Hilary is a Certification Employee.  She is an independent financial advisor working for Trusty Wealth Management Ltd.

 Hilary has been working from home due to lockdown.  She has been juggling her role as a financial advisor with home schooling.  As a result she has fallen behind on her work in general, and her paperwork in particular.

 

 Hilary forgets to make ISA submissions before the April deadline on behalf of a number of clients.  Rather than confess to the mistake, she backdates all of her ISA forms to the day before the deadline.

 

 The issue does not become apparent until an external audit, conducted 9 months after the ISA deadline, asks for evidence surrounding the ISA discussions Hilary had with her client.  At this point it becomes evident that Hilary could not have submitted the ISA forms ahead of the deadline.

 

Questions to consider

  • Individual Conduct Rule 1: “You must act with integrity”.
  • Individual Conduct Rule 2: “You must act with due skill, care and diligence”.
  • Individual Conduct Rule 4: “You must pay due regard to the interests of customers and treat them fairly”.

◆ ENTRIES PROVIDED ◆
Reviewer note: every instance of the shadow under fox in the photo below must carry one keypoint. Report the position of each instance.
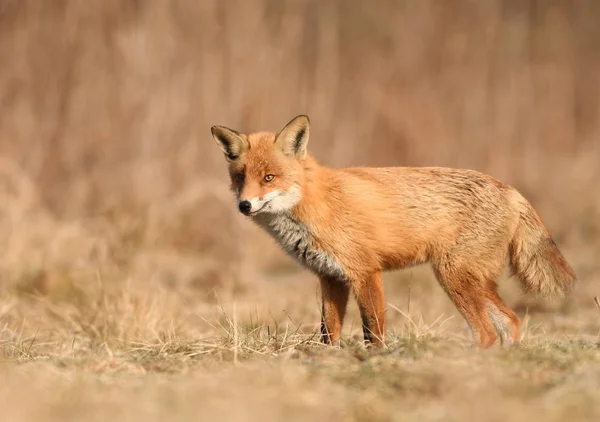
(348, 225)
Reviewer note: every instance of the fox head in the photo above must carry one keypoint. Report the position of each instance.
(266, 168)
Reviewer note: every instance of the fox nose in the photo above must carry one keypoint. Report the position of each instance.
(245, 207)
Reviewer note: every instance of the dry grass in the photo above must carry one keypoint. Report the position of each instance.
(130, 288)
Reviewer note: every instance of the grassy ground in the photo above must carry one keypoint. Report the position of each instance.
(151, 354)
(132, 289)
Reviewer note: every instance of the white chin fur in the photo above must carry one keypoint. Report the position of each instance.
(276, 201)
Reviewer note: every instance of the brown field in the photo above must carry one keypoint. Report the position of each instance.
(130, 287)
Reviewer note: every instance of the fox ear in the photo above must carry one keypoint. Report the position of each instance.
(232, 143)
(293, 138)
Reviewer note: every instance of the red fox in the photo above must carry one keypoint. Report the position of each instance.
(348, 225)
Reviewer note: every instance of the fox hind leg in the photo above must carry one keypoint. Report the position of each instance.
(469, 294)
(505, 321)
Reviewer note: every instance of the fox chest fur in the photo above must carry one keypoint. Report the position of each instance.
(296, 239)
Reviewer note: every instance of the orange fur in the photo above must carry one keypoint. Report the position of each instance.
(348, 225)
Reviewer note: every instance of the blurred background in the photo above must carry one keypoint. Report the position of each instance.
(111, 182)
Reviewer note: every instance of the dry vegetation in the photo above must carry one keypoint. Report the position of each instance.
(130, 288)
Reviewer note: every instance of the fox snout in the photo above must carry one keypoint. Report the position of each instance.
(245, 207)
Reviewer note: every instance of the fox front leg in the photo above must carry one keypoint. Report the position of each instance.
(335, 298)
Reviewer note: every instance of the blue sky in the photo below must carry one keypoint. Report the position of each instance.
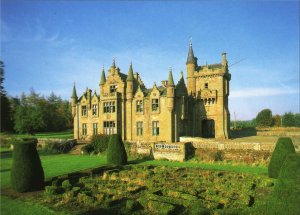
(50, 45)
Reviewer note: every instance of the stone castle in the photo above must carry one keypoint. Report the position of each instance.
(161, 113)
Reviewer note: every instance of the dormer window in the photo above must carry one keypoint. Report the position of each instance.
(83, 110)
(155, 104)
(113, 88)
(139, 106)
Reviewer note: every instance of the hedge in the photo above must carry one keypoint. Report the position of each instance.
(283, 148)
(27, 173)
(116, 153)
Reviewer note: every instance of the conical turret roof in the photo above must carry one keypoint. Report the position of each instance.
(170, 78)
(74, 94)
(191, 57)
(130, 73)
(103, 79)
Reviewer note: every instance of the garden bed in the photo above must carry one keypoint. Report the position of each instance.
(137, 189)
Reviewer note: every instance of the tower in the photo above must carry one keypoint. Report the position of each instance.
(102, 80)
(170, 91)
(129, 89)
(74, 101)
(191, 66)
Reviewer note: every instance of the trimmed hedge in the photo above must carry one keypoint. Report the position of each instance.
(27, 173)
(116, 153)
(284, 147)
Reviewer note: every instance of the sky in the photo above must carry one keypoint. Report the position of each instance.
(49, 45)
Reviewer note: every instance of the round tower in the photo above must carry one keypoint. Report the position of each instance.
(191, 66)
(129, 88)
(170, 91)
(74, 101)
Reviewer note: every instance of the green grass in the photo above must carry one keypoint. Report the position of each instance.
(14, 206)
(220, 166)
(59, 135)
(55, 165)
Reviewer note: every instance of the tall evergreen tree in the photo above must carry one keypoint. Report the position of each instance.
(6, 117)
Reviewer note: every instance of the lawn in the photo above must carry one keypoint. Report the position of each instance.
(60, 164)
(59, 135)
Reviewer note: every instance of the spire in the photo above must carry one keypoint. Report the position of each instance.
(103, 79)
(170, 79)
(74, 94)
(130, 73)
(114, 63)
(191, 57)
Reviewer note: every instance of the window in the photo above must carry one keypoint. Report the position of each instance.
(139, 128)
(95, 110)
(109, 127)
(109, 107)
(154, 104)
(95, 128)
(155, 128)
(113, 88)
(84, 130)
(83, 110)
(139, 106)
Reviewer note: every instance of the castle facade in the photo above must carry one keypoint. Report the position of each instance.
(161, 113)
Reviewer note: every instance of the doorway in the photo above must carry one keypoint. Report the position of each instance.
(208, 128)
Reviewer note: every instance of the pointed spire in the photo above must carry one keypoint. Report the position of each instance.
(114, 63)
(74, 94)
(170, 79)
(130, 73)
(103, 79)
(191, 57)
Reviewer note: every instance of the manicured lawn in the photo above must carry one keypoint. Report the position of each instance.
(59, 135)
(220, 166)
(14, 206)
(55, 165)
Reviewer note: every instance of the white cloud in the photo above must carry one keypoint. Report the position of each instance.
(261, 92)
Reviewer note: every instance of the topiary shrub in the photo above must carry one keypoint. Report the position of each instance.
(116, 153)
(283, 148)
(286, 196)
(100, 142)
(27, 173)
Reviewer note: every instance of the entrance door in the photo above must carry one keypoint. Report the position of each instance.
(208, 128)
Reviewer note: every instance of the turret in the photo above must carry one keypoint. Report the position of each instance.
(129, 89)
(224, 61)
(74, 101)
(102, 80)
(170, 91)
(191, 66)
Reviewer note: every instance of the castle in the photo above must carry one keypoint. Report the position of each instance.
(161, 113)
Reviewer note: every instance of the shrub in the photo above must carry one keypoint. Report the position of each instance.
(87, 149)
(66, 185)
(116, 153)
(286, 196)
(264, 118)
(27, 173)
(100, 142)
(284, 147)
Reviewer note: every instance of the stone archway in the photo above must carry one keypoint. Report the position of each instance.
(208, 128)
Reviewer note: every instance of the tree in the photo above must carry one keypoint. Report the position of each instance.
(288, 120)
(283, 148)
(30, 115)
(276, 120)
(27, 173)
(116, 153)
(6, 116)
(264, 118)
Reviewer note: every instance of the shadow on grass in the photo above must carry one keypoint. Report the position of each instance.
(140, 160)
(247, 132)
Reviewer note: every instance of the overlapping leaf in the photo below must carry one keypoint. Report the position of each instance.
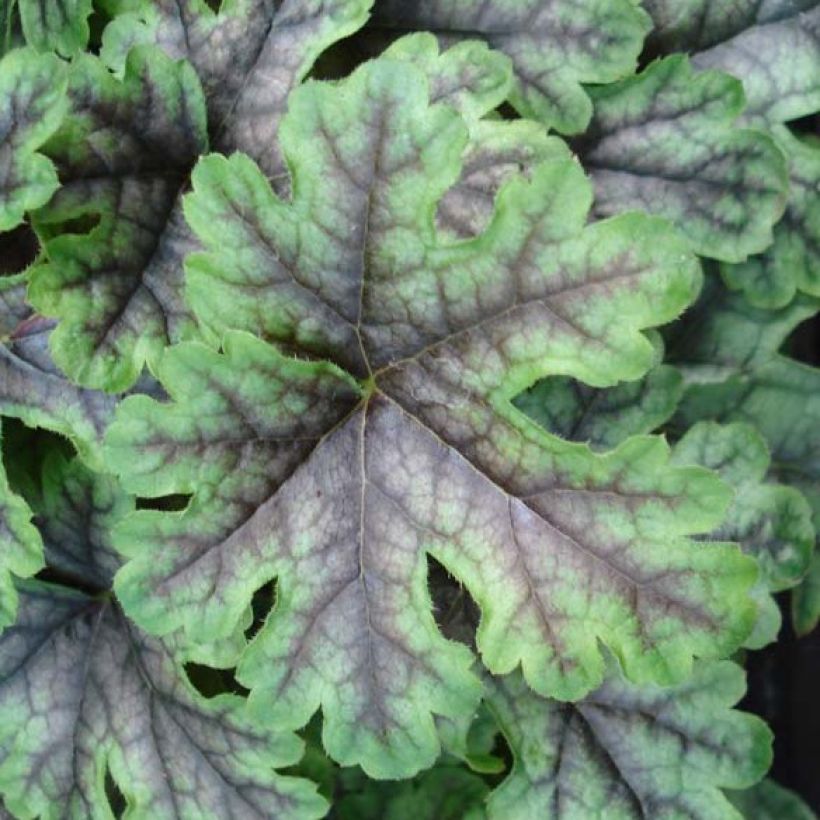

◆ TASK INSTRUCTIONS ◆
Which Individual Conduct Rules does the case study about Hilary list under "Questions to consider"? Give each rule's number and wording.

◆ OUTPUT BELOW ◆
- Individual Conduct Rule 1: "You must act with integrity".
- Individual Conduct Rule 2: "You must act with due skill, care and diligence".
- Individual Conduct Rule 4: "You must pay due regard to the interests of customers and treat them fairly".